### Exercise details
Would you write out the entries below, every one of them, exactly?

*** Opening Source material ***

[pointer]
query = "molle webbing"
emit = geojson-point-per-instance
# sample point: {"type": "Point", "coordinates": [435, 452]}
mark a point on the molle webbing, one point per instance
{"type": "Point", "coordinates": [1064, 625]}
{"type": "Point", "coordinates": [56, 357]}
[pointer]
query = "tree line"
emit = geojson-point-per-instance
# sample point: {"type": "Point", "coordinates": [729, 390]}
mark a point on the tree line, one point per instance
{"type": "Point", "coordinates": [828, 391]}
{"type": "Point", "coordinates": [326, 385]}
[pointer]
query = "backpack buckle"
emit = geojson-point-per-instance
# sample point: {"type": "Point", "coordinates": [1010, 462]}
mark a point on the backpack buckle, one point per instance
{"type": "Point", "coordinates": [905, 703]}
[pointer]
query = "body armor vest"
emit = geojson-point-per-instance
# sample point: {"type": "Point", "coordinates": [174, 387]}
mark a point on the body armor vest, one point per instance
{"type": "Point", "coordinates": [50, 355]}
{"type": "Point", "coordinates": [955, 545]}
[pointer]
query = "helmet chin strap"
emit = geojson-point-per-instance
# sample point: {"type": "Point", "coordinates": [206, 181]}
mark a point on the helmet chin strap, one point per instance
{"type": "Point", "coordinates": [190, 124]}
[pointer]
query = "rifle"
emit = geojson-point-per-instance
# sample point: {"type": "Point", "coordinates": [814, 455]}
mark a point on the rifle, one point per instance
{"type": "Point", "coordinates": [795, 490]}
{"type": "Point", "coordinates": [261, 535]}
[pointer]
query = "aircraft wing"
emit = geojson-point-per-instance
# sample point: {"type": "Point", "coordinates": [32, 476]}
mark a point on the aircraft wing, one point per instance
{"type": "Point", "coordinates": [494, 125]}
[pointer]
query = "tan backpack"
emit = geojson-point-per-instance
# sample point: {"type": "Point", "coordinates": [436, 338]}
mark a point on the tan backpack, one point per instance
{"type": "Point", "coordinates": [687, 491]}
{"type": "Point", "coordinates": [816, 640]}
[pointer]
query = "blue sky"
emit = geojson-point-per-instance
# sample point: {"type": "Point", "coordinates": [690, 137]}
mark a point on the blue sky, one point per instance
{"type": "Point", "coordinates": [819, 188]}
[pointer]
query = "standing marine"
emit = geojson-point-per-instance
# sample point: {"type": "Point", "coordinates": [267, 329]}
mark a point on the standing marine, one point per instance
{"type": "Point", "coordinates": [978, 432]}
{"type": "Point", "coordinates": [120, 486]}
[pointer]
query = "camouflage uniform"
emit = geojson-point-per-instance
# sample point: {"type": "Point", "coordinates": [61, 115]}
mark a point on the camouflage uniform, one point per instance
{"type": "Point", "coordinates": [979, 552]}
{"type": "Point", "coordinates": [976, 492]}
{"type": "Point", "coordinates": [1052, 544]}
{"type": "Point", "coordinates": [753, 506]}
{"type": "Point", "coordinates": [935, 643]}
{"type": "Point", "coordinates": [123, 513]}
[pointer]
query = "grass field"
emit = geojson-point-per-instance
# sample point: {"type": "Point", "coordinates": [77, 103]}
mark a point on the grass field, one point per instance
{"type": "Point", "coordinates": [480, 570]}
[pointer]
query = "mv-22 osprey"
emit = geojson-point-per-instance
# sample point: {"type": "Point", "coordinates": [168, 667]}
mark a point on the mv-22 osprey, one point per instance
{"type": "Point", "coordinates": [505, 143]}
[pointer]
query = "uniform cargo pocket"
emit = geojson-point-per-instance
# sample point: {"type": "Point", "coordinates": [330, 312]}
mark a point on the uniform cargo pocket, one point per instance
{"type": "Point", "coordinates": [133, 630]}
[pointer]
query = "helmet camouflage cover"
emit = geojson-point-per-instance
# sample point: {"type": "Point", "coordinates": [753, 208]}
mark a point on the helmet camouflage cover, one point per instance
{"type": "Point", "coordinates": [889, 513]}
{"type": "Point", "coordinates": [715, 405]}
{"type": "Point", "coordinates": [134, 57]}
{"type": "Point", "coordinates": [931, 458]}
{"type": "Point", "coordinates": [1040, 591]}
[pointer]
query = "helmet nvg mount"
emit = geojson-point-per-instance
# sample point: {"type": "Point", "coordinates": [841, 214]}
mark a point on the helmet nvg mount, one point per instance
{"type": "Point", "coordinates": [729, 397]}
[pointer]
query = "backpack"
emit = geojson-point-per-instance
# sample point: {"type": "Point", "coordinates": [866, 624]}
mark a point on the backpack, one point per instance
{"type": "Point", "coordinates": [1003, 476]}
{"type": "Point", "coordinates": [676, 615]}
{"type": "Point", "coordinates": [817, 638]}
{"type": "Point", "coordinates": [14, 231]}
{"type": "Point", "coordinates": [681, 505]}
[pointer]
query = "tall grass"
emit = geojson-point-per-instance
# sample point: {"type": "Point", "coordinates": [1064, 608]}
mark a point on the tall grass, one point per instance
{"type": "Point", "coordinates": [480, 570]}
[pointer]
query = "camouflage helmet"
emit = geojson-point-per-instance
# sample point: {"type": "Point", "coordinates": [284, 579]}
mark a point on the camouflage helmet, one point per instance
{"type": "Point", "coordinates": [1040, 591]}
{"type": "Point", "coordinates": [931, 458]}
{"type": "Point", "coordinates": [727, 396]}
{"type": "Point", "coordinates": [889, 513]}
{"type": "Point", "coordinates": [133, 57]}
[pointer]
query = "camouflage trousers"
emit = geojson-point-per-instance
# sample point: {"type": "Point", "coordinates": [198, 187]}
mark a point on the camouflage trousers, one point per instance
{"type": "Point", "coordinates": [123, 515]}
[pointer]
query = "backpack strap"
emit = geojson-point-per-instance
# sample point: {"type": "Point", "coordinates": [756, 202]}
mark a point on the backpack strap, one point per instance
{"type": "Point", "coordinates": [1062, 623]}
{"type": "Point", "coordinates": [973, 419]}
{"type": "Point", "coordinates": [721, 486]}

*** Closing Source material ***

### Result for this exercise
[pointer]
query = "molle webbing"
emit = geojson-point-per-instance
# sample point: {"type": "Point", "coordinates": [435, 452]}
mark a point on the molle webbing, one point per instance
{"type": "Point", "coordinates": [1064, 625]}
{"type": "Point", "coordinates": [56, 357]}
[pointer]
query = "tree line"
emit = geojson-point-per-instance
# sample point: {"type": "Point", "coordinates": [729, 390]}
mark a point on the tree line, one point per instance
{"type": "Point", "coordinates": [828, 391]}
{"type": "Point", "coordinates": [326, 385]}
[pointer]
query = "backpack buckle"
emit = geojson-point-per-instance
# sample point: {"type": "Point", "coordinates": [1010, 462]}
mark a point on the backpack buckle, one point per instance
{"type": "Point", "coordinates": [905, 703]}
[pointer]
query = "body armor vest"
emit = geojson-point-per-instance
# sample point: {"type": "Point", "coordinates": [174, 387]}
mark a point on the body armor vest, one point per instance
{"type": "Point", "coordinates": [50, 355]}
{"type": "Point", "coordinates": [955, 545]}
[pointer]
query = "helmet chin strap"
emit = geojson-point-per-instance
# sample point: {"type": "Point", "coordinates": [206, 181]}
mark a point on the helmet chin strap, one point per instance
{"type": "Point", "coordinates": [190, 124]}
[pointer]
query = "rifle"
emit = geojson-point-per-instance
# sample point: {"type": "Point", "coordinates": [814, 455]}
mark a point on the rifle, one point per instance
{"type": "Point", "coordinates": [795, 490]}
{"type": "Point", "coordinates": [261, 535]}
[pointer]
query = "aircraft wing"
emit = geojson-point-per-instance
# sample point: {"type": "Point", "coordinates": [32, 476]}
mark a point on the aircraft wing, one point per instance
{"type": "Point", "coordinates": [494, 125]}
[pointer]
query = "tan backpack"
emit = geojson-point-per-instance
# sample point: {"type": "Point", "coordinates": [436, 338]}
mark a point on the tan backpack, one point per instance
{"type": "Point", "coordinates": [687, 491]}
{"type": "Point", "coordinates": [816, 640]}
[pointer]
query = "blue sky"
emit = geojson-point-per-instance
# sample point: {"type": "Point", "coordinates": [690, 137]}
mark a point on the blue sky, one point per instance
{"type": "Point", "coordinates": [819, 188]}
[pointer]
query = "standing marine"
emit = geojson-point-per-instance
# sample point: {"type": "Point", "coordinates": [267, 329]}
mark a point on the standing marine, one point per instance
{"type": "Point", "coordinates": [978, 432]}
{"type": "Point", "coordinates": [120, 486]}
[pointer]
query = "camouflage uniform"
emit = geojson-point-per-instance
# sample point: {"type": "Point", "coordinates": [61, 115]}
mark a point on the camouflage uniform, one point per instance
{"type": "Point", "coordinates": [979, 552]}
{"type": "Point", "coordinates": [976, 492]}
{"type": "Point", "coordinates": [1052, 544]}
{"type": "Point", "coordinates": [753, 506]}
{"type": "Point", "coordinates": [935, 643]}
{"type": "Point", "coordinates": [123, 513]}
[pointer]
query = "grass field"
emit = geojson-point-per-instance
# sample point: {"type": "Point", "coordinates": [77, 103]}
mark a point on the grass field, one point per instance
{"type": "Point", "coordinates": [480, 570]}
[pointer]
query = "mv-22 osprey"
emit = geojson-point-per-instance
# sample point: {"type": "Point", "coordinates": [168, 667]}
mark a point on the mv-22 osprey, one point per instance
{"type": "Point", "coordinates": [505, 143]}
[pointer]
query = "uniform cargo pocket"
emit = geojson-point-per-instance
# sample point: {"type": "Point", "coordinates": [330, 312]}
mark a point on the uniform cargo pocket, one point per instance
{"type": "Point", "coordinates": [133, 630]}
[pointer]
query = "helmet camouflage cover"
emit = geojson-point-per-instance
# sample point: {"type": "Point", "coordinates": [753, 208]}
mark a point on the helmet camouflage cover, one point per instance
{"type": "Point", "coordinates": [889, 513]}
{"type": "Point", "coordinates": [715, 405]}
{"type": "Point", "coordinates": [134, 57]}
{"type": "Point", "coordinates": [931, 458]}
{"type": "Point", "coordinates": [1040, 591]}
[pointer]
query = "helmet nvg mount"
emit = geojson-point-per-instance
# sample point: {"type": "Point", "coordinates": [841, 214]}
mark a point on the helmet nvg mount, one point per instance
{"type": "Point", "coordinates": [729, 397]}
[pointer]
query = "backpack"
emit = geojson-point-per-instance
# sample point: {"type": "Point", "coordinates": [866, 624]}
mark a point on the backpack, one point per instance
{"type": "Point", "coordinates": [1003, 476]}
{"type": "Point", "coordinates": [676, 615]}
{"type": "Point", "coordinates": [817, 638]}
{"type": "Point", "coordinates": [14, 231]}
{"type": "Point", "coordinates": [681, 505]}
[pointer]
query = "tall grass"
emit = geojson-point-per-instance
# sample point: {"type": "Point", "coordinates": [1064, 608]}
mark a point on the tall grass, one point per instance
{"type": "Point", "coordinates": [480, 570]}
[pointer]
query = "camouflage helmet"
emit = geojson-point-per-instance
# sample point: {"type": "Point", "coordinates": [284, 579]}
mark a point on the camouflage helmet, one point per instance
{"type": "Point", "coordinates": [1040, 591]}
{"type": "Point", "coordinates": [931, 458]}
{"type": "Point", "coordinates": [727, 396]}
{"type": "Point", "coordinates": [889, 513]}
{"type": "Point", "coordinates": [133, 57]}
[pointer]
query = "camouflage trousers"
emit = geojson-point-per-instance
# sample point: {"type": "Point", "coordinates": [198, 187]}
mark a point on the camouflage trousers, one point per instance
{"type": "Point", "coordinates": [123, 515]}
[pointer]
query = "backpack strap"
emit = geojson-point-per-instance
# sample point: {"type": "Point", "coordinates": [756, 202]}
mark a point on the backpack strap, one point per instance
{"type": "Point", "coordinates": [1062, 623]}
{"type": "Point", "coordinates": [973, 419]}
{"type": "Point", "coordinates": [721, 486]}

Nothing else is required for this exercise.